> **WORK TO BE COMPLETED**
Every line from the one holding "of the distant" through the final line of the entries is to be reproduced exactly, and no other line.

◇ ◇ ◇ ◇ ◇ ◇ ◇

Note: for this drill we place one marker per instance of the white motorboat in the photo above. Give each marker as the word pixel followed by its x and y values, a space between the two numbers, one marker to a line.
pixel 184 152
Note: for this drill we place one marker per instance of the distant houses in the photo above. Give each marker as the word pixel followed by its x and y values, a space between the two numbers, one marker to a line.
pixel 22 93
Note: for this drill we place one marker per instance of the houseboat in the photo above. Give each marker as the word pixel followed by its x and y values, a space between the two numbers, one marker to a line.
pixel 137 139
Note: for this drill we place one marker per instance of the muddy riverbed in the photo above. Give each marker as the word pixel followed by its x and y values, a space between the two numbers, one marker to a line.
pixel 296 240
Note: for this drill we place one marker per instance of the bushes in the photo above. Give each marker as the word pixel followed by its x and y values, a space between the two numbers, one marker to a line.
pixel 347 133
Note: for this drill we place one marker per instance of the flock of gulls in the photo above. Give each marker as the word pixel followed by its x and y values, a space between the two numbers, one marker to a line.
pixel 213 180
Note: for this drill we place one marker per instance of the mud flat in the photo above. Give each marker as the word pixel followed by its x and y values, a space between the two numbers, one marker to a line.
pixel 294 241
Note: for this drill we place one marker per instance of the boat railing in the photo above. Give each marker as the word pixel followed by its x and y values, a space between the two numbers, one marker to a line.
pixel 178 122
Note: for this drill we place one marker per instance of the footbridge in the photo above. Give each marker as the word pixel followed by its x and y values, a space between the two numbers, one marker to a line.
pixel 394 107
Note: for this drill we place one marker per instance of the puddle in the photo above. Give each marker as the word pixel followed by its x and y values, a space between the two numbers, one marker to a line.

◇ ◇ ◇ ◇ ◇ ◇ ◇

> **RESULT**
Note: for this drill we place one marker per instance of the distant houses in the photo above. Give each marker as the word pixel followed by its x and y values, a space between the two numbers, one marker to a line.
pixel 22 93
Note: for this drill we place one marker per instance of the houseboat in the photo above. Give each marker as the word pixel followed by its x and y values, a space between the two numbers, one marker to a line.
pixel 137 139
Note: for this drill we place one marker per instance of the muddy riverbed in the photo above. Give each marker as the word pixel followed by its x and y values, a space between the two numbers, one marker to a line.
pixel 296 240
Note: for this drill we place one marker per instance of the bushes in the photo above. Give each marker as the word pixel followed by its x and y values, a space between the two numbers, one marker to a line.
pixel 347 133
Note: for this drill we place one marker per instance of the flock of gulls in the photo above. Give each marker as the word pixel followed by its x and y values, a space between the two numbers, one marker to a line.
pixel 213 180
Note: for this drill we place one marker per instance of the mud flat in the photo above. Give each marker as the word pixel followed by its x and y values, a space between the two numbers, one marker to a line.
pixel 294 241
Note: for this drill we place one marker per instance of the boat railing in the photo above. Give each marker as the word pixel followed by its x and y values, a space between the two numbers, one marker to a line.
pixel 178 122
Note: for this drill we place one marker per instance of the footbridge in the photo above. Give each marker as the word pixel followed by its x and y values, a space between the two numbers, one marker to a line.
pixel 394 107
Note: for this drill we place one marker per instance of the puddle in the photo above. Give each marker as the word pixel followed by its x and y values, a space between the two numbers, one marker to a line.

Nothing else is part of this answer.